• _INFORMATION SHOWN_:
--- START ---

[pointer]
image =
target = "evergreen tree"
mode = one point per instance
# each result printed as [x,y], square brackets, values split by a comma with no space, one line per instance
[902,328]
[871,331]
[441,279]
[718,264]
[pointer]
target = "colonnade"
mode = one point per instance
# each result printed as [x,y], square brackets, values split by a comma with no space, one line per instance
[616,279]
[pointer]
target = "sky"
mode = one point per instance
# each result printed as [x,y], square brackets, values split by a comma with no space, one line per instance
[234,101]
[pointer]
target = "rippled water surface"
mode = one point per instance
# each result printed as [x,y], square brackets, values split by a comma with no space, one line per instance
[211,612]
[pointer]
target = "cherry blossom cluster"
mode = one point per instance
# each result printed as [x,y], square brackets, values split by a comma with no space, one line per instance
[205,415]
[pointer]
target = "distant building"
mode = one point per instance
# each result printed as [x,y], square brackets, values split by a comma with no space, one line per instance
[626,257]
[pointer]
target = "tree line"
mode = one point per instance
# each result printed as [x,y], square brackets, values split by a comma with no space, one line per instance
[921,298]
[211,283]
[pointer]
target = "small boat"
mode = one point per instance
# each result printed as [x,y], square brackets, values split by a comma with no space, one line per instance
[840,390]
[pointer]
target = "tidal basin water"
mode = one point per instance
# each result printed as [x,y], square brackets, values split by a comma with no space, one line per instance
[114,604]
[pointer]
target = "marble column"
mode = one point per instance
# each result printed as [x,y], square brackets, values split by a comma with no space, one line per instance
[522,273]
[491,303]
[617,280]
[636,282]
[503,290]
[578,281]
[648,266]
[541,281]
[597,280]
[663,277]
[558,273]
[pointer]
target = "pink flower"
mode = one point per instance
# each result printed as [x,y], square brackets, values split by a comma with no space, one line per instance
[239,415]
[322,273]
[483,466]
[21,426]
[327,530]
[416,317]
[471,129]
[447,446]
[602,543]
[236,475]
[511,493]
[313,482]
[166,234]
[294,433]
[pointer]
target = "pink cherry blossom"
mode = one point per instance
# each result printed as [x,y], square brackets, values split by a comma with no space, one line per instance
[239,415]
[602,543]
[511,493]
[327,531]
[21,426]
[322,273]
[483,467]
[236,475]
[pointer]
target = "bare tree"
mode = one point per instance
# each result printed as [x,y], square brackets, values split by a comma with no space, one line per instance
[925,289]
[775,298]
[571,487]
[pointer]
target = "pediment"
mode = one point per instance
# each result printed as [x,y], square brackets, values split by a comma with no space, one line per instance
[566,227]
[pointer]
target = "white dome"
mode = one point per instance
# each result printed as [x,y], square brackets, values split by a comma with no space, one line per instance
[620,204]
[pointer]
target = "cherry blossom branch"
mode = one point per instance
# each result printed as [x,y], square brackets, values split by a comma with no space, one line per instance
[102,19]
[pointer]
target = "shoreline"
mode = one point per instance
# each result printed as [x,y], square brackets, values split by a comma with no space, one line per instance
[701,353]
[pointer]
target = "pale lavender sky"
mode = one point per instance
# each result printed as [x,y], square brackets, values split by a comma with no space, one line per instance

--- END ---

• _REQUIREMENT_: The answer consists of the whole listing, restated exactly.

• _SOLUTION FOR THIS EXERCISE_:
[pointer]
image =
target = "evergreen tree"
mode = one point per instance
# each result printed as [x,y], square brackets, values split by a comma with no space, one line per instance
[902,328]
[871,331]
[441,279]
[718,264]
[pointer]
target = "colonnade"
mode = one point per instance
# each result printed as [x,y], square brackets, values split by a comma with no space, one line per instance
[616,279]
[pointer]
target = "sky"
mode = one point per instance
# each result printed as [x,y], square brackets, values split by a comma with no space, one line per instance
[234,101]
[pointer]
target = "rippled water surface"
mode = one point per instance
# each result printed as [x,y], square brackets, values split by a comma with no space, one line per instance
[211,612]
[pointer]
target = "cherry blossom cluster"
mode = one point per instance
# each result printed as [x,y], square brackets, values split by a comma with no space, one line per instance
[205,415]
[pointer]
target = "distant building"
mode = one point per instance
# each result printed as [x,y], square brackets, values split by a comma with no space, one line per instance
[626,257]
[pointer]
target = "tree line"
mode = one point per instance
# each result printed as [x,y], square brackets, values split by a comma with no space, one line per instance
[921,298]
[211,283]
[pointer]
target = "small boat"
mode = one point per instance
# each result printed as [x,y], square brackets, values split by a comma with no space, one line per instance
[840,390]
[pointer]
target = "tidal basin water"
mode = one point per instance
# each result printed as [x,y], square brackets, values split by a comma with no space, one line per instance
[114,604]
[pointer]
target = "marble column"
mode = one point per instance
# each result printed as [x,y], square brackets, values split by a comma with no space, one line per instance
[522,273]
[491,303]
[617,280]
[636,282]
[503,290]
[578,281]
[648,266]
[541,281]
[597,280]
[663,277]
[558,273]
[pointer]
target = "pink flower"
mode = one point per instance
# each result printed as [x,y], square brackets, values split by a comma with no space, one line per instance
[239,415]
[322,273]
[483,466]
[21,426]
[327,530]
[416,317]
[471,129]
[447,446]
[602,543]
[236,475]
[511,493]
[313,482]
[166,234]
[294,433]
[pointer]
target = "pink cherry blossom"
mode = one point per instance
# each result printed as [x,y], square brackets, values split by a comma with no space, one line per instance
[239,415]
[602,543]
[511,493]
[327,531]
[21,426]
[322,273]
[483,467]
[236,475]
[pointer]
target = "bare tree"
mode = one point per instance
# each result printed as [x,y], square brackets, values split by a comma with no space, one line per instance
[925,289]
[775,298]
[571,487]
[pointer]
target = "pediment"
mode = one point per instance
# each result printed as [x,y], square brackets, values split by a comma with no space, one line per instance
[566,227]
[pointer]
target = "white dome"
mode = one point per instance
# each result printed as [x,y], square brackets, values split by a comma with no space, one line per instance
[620,204]
[pointer]
target = "cherry blossom branch"
mode = one point per instance
# each result printed as [x,y], square brackets, values split by a comma with no space, one line per instance
[102,19]
[pointer]
target = "shoreline"
mode = one point per instance
# each result printed as [x,y], square brackets, values split by a comma with no space, one line per instance
[701,353]
[pointer]
target = "pale lavender sky"
mode = one point per instance
# each result printed as [x,y], square brackets, values split by a comma with no space, one line per instance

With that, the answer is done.